Exercise directions:
Please rewrite the lines of the records, changing "mountain summit" to "hilltop" and leaving everything else as it is.

(Records from a collection)
+ + + + +

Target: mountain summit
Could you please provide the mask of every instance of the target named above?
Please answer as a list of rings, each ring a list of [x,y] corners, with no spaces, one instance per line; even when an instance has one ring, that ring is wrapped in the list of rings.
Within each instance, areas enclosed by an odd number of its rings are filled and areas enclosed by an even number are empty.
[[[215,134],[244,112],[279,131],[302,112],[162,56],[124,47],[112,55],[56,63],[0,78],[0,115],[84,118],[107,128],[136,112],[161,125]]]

+ + + + +

Response to the task:
Target: hilltop
Could you please provide the mask of every instance of the target named above?
Please answer as a list of rings, each ring a list of [x,y] corners, with no spaces, one instance per line; even when an instance has one ring, that ring is wrapped in the list of rings.
Within each instance, areas enclosed by an odd number of its rings are filled and areas enclosed by an even number are empty.
[[[215,134],[244,112],[279,131],[302,112],[162,56],[124,47],[112,55],[56,63],[0,78],[0,115],[84,118],[107,128],[136,112],[161,125]]]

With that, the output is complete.